## ARBEITSAUFTRAG
Gib aus dem Text über Bob Dylans »Planetenwellen« den Abschnitt von „Inhalt (Verlagstext): In“ bis „der Beat Poets.“ wortgetreu wieder.

## AUSGEWÄHLTE PASSAGE
◆ ◆ ◆

Bob Dylans Lyrik- und Prosasammlung »Planetenwellen« offenbart in einer zweisprachigen Ausgabe Seiten des Literaturnobelpreisträgers, die seinem deutschsprachigen Publikum bisher verborgen geblieben waren. Die Auseinandersetzung mit seinen Texten verlangt Zeit, Intelligenz und einen aufgeschlossenen Geist und beschenkt die reichlich, die sich darauf einlassen.
Inhalt (Verlagstext): In seinen frühen Jahren verstand Bob Dylan sich sowohl als Songwriter als auch als Lyriker. Seinen Schallplatten gab er komplette Gedichtzyklen und lyrische Prosa bei, Langgedichte erschienen in Zeitschriften der Folk- und der Beat-Szene, das Poem „Last Thoughts On Woody Guthrie“ rezitierte er im Konzert. Die Lyrik war seine Ideenwerkstatt, sie gab ihm die Möglichkeit zu Selbstkommentaren gegenüber Freund und Feind, sie verband die Poesie seiner Songs mit den literarischen Traditionen Rimbauds, Brechts, der Beat Poets.
Nachdem von Bob Dylan 2004 schon seine Autobiographie »Chronicles« und 2016 »Lyrics«, ein Band mit sämlichen Songtexten, und »Tarantel«, eine Mischung aus experimentellem Roman und Prosagedicht, im Hoffmann und Campe Verlag erschienen waren, brachte der Verlag 2017 »Planetenwellen« mit einer tollen Mischung aus Kurz- und Langgedichten Dylans sowie diversen anderen Texten heraus. Im Jahr 2017 folgte dem Buch noch »Chronicles« als broschierte Ausgabe und »Die Nobelpreis-Vorlesung«.
Das Buch versammelt in einer zweisprachigen Ausgabe nun erstmals Gedichte aus den Jahren 1963 bis 1978, sowie Prosagedichte, die Dylan seinen Alben von 1965 (»Bringing It All Back Home«) bis 1978 (»Live At Budokan«) hinzufügte. Ergänzt wird dies um einige programmatische Texte aus den letzten Jahren, unter anderem ist auch seine Tischrede für das Nobelpreiskommitee enthalten.
Alles wurde von Dylan-Kenner Heinrich Detering herausgegeben und übersetzt, der auch ein siebzehnseitiges Nachwort schrieb und auf fast dreissig Seiten alle abgedruckten Texte um Kommentare und Quellenangaben ergänzte.

◆ ◆ ◆

## Daten zur Beschriftung und Segmentierung
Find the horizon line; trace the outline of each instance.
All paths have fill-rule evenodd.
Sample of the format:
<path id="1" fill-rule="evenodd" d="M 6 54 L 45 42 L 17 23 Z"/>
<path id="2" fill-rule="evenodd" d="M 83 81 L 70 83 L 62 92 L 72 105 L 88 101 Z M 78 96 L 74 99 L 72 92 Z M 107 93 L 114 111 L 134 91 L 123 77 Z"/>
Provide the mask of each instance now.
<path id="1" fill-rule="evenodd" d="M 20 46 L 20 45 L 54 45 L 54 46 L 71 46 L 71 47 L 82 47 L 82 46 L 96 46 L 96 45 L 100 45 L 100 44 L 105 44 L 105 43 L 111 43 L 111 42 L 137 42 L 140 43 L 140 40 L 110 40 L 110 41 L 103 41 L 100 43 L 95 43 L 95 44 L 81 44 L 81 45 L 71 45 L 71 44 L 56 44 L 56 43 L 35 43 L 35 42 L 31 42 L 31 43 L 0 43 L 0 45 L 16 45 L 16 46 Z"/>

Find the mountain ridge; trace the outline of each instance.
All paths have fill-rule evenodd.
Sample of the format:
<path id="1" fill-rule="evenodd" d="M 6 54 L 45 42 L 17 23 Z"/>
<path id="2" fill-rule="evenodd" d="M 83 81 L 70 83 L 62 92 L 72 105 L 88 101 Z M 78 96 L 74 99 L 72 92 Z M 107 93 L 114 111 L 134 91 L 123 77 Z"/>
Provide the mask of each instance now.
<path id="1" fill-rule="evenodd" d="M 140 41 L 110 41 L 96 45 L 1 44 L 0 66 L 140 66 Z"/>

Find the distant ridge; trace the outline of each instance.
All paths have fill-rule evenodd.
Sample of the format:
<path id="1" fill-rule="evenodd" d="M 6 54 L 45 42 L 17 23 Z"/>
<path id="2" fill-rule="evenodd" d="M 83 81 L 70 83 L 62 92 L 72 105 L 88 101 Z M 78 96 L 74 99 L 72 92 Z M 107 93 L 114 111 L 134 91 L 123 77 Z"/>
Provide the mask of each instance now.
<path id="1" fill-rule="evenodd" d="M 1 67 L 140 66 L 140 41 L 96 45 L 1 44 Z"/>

◆ ◆ ◆

## ERGEBNIS DER ÜBUNG
Inhalt (Verlagstext): In seinen frühen Jahren verstand Bob Dylan sich sowohl als Songwriter als auch als Lyriker. Seinen Schallplatten gab er komplette Gedichtzyklen und lyrische Prosa bei, Langgedichte erschienen in Zeitschriften der Folk- und der Beat-Szene, das Poem „Last Thoughts On Woody Guthrie“ rezitierte er im Konzert. Die Lyrik war seine Ideenwerkstatt, sie gab ihm die Möglichkeit zu Selbstkommentaren gegenüber Freund und Feind, sie verband die Poesie seiner Songs mit den literarischen Traditionen Rimbauds, Brechts, der Beat Poets.